- _Set task_: Count the lines below that contain the word "concrete", treating case as significant, and give only the number.

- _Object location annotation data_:
* START *

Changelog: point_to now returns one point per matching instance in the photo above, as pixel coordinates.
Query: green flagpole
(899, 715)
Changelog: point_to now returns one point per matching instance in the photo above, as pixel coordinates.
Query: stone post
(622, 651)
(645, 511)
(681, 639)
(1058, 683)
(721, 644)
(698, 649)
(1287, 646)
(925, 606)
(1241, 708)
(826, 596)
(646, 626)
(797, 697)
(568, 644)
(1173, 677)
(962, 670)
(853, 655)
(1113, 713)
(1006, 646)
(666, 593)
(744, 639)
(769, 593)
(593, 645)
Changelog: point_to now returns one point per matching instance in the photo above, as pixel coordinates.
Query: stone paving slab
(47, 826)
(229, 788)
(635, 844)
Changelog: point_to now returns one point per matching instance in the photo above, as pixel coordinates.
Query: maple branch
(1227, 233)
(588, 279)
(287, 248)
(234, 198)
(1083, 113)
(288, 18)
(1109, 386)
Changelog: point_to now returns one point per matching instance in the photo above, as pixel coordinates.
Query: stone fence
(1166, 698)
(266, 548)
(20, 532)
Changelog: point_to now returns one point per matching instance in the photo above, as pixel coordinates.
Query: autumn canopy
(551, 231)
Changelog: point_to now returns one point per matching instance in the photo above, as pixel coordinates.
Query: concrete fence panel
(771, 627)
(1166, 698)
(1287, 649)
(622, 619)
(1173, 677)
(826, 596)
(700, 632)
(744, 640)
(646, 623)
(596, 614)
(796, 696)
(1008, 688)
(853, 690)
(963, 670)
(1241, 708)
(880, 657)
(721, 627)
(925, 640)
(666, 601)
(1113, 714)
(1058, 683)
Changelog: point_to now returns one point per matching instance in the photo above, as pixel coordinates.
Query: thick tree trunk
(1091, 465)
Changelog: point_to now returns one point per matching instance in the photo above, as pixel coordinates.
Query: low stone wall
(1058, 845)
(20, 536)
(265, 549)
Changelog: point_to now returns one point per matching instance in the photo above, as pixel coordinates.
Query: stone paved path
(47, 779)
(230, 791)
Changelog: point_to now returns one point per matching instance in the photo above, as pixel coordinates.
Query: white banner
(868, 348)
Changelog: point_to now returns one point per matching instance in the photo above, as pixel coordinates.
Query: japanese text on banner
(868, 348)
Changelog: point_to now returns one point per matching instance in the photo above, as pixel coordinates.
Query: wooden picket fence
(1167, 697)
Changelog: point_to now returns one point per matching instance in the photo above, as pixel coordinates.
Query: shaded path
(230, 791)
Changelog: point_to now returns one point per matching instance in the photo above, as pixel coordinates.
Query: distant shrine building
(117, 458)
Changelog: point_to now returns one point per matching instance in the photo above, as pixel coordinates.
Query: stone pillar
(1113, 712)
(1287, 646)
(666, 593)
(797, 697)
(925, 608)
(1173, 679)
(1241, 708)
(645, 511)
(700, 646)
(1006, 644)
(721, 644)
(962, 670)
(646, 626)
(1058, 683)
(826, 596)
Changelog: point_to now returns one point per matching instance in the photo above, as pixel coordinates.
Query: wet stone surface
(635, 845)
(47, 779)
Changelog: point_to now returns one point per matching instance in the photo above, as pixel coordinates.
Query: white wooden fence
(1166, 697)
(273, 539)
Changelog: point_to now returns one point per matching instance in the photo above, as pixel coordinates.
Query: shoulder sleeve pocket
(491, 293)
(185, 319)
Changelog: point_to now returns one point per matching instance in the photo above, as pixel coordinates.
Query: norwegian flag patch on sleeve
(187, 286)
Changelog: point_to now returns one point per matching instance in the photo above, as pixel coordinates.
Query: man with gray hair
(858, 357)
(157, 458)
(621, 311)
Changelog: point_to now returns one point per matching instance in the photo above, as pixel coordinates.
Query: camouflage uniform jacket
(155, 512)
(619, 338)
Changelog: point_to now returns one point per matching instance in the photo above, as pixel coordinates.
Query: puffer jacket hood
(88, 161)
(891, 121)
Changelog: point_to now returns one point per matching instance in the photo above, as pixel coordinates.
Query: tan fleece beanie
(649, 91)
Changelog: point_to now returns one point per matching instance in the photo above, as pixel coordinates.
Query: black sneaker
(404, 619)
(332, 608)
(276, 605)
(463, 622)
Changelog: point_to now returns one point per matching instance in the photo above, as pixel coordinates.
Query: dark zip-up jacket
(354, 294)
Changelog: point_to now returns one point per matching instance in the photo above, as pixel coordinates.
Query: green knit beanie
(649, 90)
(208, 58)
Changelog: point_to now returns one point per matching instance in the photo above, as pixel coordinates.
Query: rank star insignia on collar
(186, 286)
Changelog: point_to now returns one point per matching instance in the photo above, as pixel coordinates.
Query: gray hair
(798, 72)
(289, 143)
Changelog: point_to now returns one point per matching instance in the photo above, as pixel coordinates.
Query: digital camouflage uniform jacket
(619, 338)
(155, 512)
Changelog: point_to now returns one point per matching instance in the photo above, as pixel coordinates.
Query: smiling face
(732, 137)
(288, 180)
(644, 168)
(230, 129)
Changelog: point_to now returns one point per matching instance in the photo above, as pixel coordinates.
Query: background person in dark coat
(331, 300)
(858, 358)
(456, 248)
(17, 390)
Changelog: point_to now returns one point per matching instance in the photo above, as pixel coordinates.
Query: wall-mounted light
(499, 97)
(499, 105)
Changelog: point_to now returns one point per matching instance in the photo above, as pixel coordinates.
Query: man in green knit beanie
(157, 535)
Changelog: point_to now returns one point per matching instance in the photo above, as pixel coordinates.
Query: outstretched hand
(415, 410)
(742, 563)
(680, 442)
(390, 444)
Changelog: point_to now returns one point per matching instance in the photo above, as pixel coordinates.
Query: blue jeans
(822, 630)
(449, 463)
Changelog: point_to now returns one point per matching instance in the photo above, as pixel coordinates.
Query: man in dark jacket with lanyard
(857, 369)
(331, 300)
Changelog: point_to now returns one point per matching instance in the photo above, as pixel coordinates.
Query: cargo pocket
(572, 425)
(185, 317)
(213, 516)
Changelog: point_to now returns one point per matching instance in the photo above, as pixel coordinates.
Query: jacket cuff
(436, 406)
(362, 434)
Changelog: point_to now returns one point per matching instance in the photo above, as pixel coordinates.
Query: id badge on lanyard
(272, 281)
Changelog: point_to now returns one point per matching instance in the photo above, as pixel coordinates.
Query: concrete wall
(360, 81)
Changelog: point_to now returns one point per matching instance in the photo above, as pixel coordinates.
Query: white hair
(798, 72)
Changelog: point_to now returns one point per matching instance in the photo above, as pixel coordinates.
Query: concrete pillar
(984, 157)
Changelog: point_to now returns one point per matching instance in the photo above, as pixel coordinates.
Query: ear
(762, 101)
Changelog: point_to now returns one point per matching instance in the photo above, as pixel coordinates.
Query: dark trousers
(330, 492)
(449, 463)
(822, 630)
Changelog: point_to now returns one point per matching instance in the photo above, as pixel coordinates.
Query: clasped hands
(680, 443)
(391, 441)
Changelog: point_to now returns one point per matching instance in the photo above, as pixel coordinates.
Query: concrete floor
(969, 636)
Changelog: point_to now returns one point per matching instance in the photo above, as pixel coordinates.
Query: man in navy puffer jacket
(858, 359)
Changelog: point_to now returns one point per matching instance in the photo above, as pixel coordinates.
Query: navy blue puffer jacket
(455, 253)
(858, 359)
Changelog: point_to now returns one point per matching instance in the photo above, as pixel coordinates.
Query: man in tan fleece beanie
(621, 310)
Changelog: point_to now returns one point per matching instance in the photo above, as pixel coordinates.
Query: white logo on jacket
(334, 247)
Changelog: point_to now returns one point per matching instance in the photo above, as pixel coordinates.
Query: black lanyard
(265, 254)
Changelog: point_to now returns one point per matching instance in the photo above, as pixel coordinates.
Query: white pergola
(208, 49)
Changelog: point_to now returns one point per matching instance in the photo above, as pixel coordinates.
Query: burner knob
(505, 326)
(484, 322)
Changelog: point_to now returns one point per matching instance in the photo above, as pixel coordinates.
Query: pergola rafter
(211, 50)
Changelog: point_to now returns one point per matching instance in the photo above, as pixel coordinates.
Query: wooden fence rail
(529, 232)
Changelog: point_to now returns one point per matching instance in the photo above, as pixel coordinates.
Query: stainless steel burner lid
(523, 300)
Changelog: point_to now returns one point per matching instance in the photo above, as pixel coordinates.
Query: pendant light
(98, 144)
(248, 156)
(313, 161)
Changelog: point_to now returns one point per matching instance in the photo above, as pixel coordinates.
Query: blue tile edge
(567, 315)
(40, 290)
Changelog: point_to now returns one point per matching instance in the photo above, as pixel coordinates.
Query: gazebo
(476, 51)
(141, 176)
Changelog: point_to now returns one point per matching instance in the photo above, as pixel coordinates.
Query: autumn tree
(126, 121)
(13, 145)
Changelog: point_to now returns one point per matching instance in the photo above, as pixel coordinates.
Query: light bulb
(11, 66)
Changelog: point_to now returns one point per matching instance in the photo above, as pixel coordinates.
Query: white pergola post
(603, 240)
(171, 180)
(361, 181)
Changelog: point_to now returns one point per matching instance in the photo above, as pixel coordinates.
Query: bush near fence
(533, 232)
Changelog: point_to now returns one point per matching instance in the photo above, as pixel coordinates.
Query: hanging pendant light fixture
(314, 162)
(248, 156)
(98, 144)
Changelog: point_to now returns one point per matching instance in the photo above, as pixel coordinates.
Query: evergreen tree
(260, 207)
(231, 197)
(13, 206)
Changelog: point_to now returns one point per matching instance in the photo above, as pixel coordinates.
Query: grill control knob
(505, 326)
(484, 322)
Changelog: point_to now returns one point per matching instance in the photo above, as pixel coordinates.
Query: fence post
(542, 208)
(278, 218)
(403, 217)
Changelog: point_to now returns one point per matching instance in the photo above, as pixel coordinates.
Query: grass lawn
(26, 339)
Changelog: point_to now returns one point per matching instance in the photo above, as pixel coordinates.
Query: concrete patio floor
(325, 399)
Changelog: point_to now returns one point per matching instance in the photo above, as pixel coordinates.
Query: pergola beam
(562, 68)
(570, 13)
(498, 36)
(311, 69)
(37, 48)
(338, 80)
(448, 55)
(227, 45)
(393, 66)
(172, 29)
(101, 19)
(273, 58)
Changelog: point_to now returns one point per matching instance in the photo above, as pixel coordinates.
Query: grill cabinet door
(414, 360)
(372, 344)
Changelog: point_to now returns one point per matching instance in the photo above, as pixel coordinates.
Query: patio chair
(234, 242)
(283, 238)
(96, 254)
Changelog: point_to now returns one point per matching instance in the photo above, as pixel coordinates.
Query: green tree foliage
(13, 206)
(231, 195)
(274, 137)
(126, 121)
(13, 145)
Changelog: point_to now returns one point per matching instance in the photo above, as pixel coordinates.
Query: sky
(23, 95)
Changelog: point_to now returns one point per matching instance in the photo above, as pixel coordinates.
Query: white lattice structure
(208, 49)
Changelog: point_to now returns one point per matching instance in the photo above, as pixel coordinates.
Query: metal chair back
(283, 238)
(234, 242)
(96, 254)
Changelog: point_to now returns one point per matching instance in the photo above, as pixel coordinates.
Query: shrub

* END *

- _Written solution_: 5